## Given passage
____
2.2. Stem cell biology

  • Uncovering key roles of Polycomb complex components in embryonic stem cell differentiation and in mesoderm cell specification (Di Croce’s group in collaboration with Aznar-Benitah’s, Cell Stem Cell, 2012; NSMB, 2012; Genes & Dev, 2014; Cell Stem Cell, 2016).

2.3. Cell reprogramming

  • Efficient B cell reprogramming into iPS cells and transdifferentiation by C/EBPa (Graf’s group in collaboration with Beato’s, Nature, 2014; Mol Cell, 2012; Stem Cell Reports, 2015; Nature Cell Biol 2016; Cell Stem Cell, 2016).
  • Role of Wnt/beta-catenin pathway in neuron reprogramming and retina regeneration (Cosma’s group, Cell Reports, 2013, 2014; Stem Cell Reports, 2014).

2.4. Cell division

  • Identification of proteins that bind and control microtubule nucleation and dynamics during mitosis (Vernos group, Current Biology 2012, 2013, Nature Comm 2014, 2015, Current Biology 2015, J Cell Sci 2016, Mol Biol Cell 2016).
  • Identification of novel cell cycle check points (Mendoza group, Nature Cell Biology 2016).

2.5. Intracellular trafficking and homeostasis

  • Identification of proteins that regulate cellular homeostasis of lipids and proteins (Carvalho group, Science 2014, J Cell Biol 2015, EMBO J 2016).
  • Identification of receptors for collagen and chylomicron export (Malhotra group, eLife 2015, eLife 2016, J Cell Biol 2016).

2.6. Tissue patterning and organization

  • Identification of the mechanism by which tissues organize and function during early development (Solon group, Developmental Cell 2015, Curr Biol 2016, eLife 2016).
____
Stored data
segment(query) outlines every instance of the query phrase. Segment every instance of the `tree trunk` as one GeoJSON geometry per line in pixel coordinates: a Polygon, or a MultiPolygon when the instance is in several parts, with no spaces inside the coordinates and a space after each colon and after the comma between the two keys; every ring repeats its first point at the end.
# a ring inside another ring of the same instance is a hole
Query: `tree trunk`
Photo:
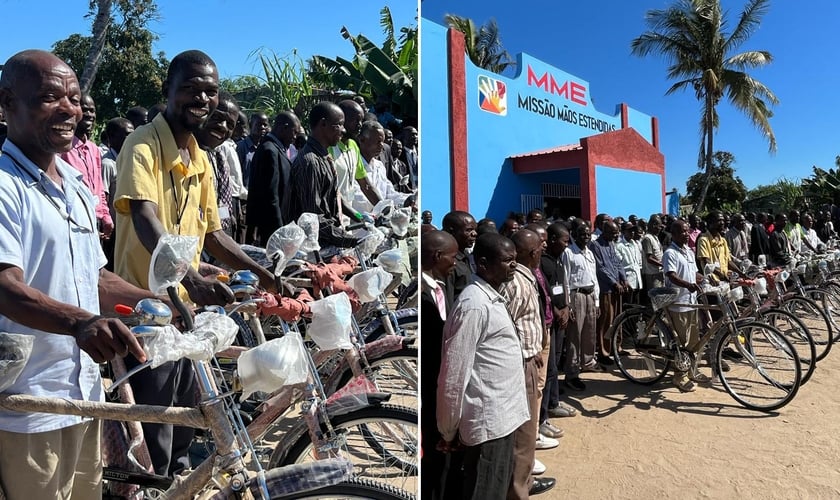
{"type": "Polygon", "coordinates": [[[105,39],[108,35],[108,27],[111,25],[113,3],[114,0],[96,0],[96,18],[93,20],[90,50],[87,59],[85,59],[82,77],[79,79],[79,86],[85,94],[89,93],[91,87],[93,87],[96,72],[102,60],[102,53],[105,51],[105,39]]]}
{"type": "Polygon", "coordinates": [[[714,133],[715,133],[715,125],[714,125],[714,106],[712,105],[712,99],[707,96],[706,97],[706,175],[703,179],[703,189],[700,191],[700,199],[697,201],[697,205],[694,207],[694,213],[699,213],[703,211],[703,207],[706,204],[706,195],[709,193],[709,184],[712,183],[712,173],[714,172],[714,164],[712,163],[713,158],[713,146],[714,146],[714,133]]]}

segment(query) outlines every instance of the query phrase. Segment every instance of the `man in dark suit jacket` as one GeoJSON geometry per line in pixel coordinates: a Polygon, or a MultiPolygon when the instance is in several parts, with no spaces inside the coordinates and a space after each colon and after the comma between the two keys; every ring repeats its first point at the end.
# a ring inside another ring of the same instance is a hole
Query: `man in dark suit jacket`
{"type": "Polygon", "coordinates": [[[472,280],[474,270],[467,251],[472,248],[478,237],[475,228],[475,218],[469,212],[454,210],[443,216],[441,229],[451,234],[458,242],[455,271],[446,278],[446,282],[452,286],[453,297],[456,299],[472,280]]]}
{"type": "MultiPolygon", "coordinates": [[[[422,381],[420,383],[420,434],[423,440],[423,475],[421,478],[423,497],[435,500],[445,498],[444,490],[460,493],[457,481],[460,474],[447,474],[450,455],[436,449],[440,441],[437,429],[436,405],[437,379],[440,374],[441,350],[443,348],[443,325],[452,306],[451,284],[447,276],[455,269],[455,255],[458,242],[443,231],[428,231],[420,241],[420,322],[423,325],[423,341],[420,354],[423,358],[422,381]],[[447,479],[447,476],[450,476],[447,479]],[[446,486],[449,482],[451,488],[446,486]]],[[[457,494],[455,495],[458,496],[457,494]]]]}
{"type": "Polygon", "coordinates": [[[283,111],[274,119],[271,132],[265,135],[251,160],[248,181],[248,234],[256,228],[260,244],[289,220],[289,146],[300,129],[300,121],[291,111],[283,111]]]}
{"type": "Polygon", "coordinates": [[[577,410],[560,401],[560,384],[557,381],[558,370],[562,368],[560,358],[563,355],[566,326],[569,323],[569,306],[566,304],[566,295],[563,290],[565,271],[560,260],[566,247],[569,246],[569,230],[563,223],[555,222],[546,228],[546,233],[546,248],[540,259],[540,270],[545,276],[551,298],[553,320],[548,378],[543,389],[540,423],[545,422],[549,417],[573,417],[577,414],[577,410]]]}

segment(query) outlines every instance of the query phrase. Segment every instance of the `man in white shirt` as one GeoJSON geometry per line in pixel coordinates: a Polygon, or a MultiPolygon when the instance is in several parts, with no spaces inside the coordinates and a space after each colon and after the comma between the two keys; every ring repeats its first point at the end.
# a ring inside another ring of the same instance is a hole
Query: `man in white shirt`
{"type": "MultiPolygon", "coordinates": [[[[13,55],[0,75],[9,134],[0,155],[0,332],[34,339],[10,394],[102,401],[97,363],[128,352],[145,361],[128,328],[100,307],[152,294],[104,269],[97,199],[58,156],[72,146],[81,95],[73,70],[41,50],[13,55]]],[[[100,435],[99,420],[0,409],[0,498],[100,498],[100,435]]]]}
{"type": "MultiPolygon", "coordinates": [[[[702,276],[697,273],[697,260],[694,252],[688,247],[689,225],[683,220],[677,220],[671,225],[671,244],[662,256],[662,266],[665,273],[665,285],[677,292],[676,302],[680,304],[696,304],[698,283],[702,276]]],[[[690,351],[697,350],[699,327],[697,309],[685,306],[669,306],[668,317],[674,331],[680,338],[683,347],[690,351]]],[[[674,385],[683,392],[693,391],[694,382],[707,380],[697,373],[674,369],[674,385]]]]}
{"type": "MultiPolygon", "coordinates": [[[[662,244],[659,243],[659,232],[662,231],[662,219],[658,215],[651,215],[648,222],[648,232],[642,237],[642,275],[644,276],[645,292],[651,288],[660,288],[664,284],[662,277],[662,244]]],[[[647,295],[642,297],[646,300],[647,295]]]]}
{"type": "MultiPolygon", "coordinates": [[[[380,199],[391,200],[395,207],[402,207],[410,194],[397,191],[391,181],[388,180],[385,165],[378,158],[379,153],[382,152],[384,141],[385,130],[379,122],[366,121],[362,124],[362,130],[359,132],[359,151],[362,153],[362,165],[364,165],[368,174],[368,182],[379,193],[380,199]]],[[[361,193],[357,193],[356,199],[353,200],[353,208],[360,212],[373,210],[373,206],[367,197],[361,195],[361,193]]]]}
{"type": "Polygon", "coordinates": [[[563,252],[566,304],[571,308],[566,328],[566,387],[586,390],[580,380],[581,371],[600,371],[595,359],[596,320],[598,319],[598,278],[595,255],[589,249],[592,235],[589,223],[576,220],[572,227],[573,242],[563,252]]]}
{"type": "Polygon", "coordinates": [[[461,498],[504,499],[513,473],[514,431],[530,418],[525,372],[503,283],[513,279],[516,248],[497,233],[473,251],[474,280],[446,319],[437,390],[439,448],[464,450],[461,498]]]}
{"type": "Polygon", "coordinates": [[[622,224],[621,237],[615,245],[615,252],[624,266],[624,275],[627,277],[627,284],[630,285],[625,298],[631,304],[639,303],[639,290],[642,289],[642,252],[633,241],[635,231],[636,226],[632,222],[622,224]]]}
{"type": "Polygon", "coordinates": [[[444,454],[437,449],[441,439],[437,428],[437,379],[440,374],[440,356],[443,348],[443,325],[452,309],[453,291],[446,278],[455,269],[458,242],[444,231],[428,231],[421,237],[420,245],[420,322],[423,325],[423,358],[420,382],[420,438],[423,449],[420,478],[423,496],[444,498],[460,497],[460,453],[444,454]],[[451,461],[451,463],[450,463],[451,461]],[[450,472],[452,471],[452,472],[450,472]]]}

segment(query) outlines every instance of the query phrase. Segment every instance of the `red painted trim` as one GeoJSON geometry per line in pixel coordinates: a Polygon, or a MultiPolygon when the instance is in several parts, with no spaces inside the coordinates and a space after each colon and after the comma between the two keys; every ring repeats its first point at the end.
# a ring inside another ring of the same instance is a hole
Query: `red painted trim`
____
## Exercises
(a) Answer these questions using the research summary:
(i) Which group's work concerns the role of the Wnt/beta-catenin pathway in neuron reprogramming and retina regeneration?
(ii) In which journal and year did the Mendoza group publish its identification of novel cell cycle check points?
(iii) The Malhotra group identified receptors for the export of which two things?
(b) What are all the numbered section headings in the research summary?

## Completed exercise
(a)
(i) Cosma's group
(ii) Nature Cell Biology, 2016
(iii) Collagen and chylomicron

(b)
2.2. Stem cell biology
2.3. Cell reprogramming
2.4. Cell division
2.5. Intracellular trafficking and homeostasis
2.6. Tissue patterning and organization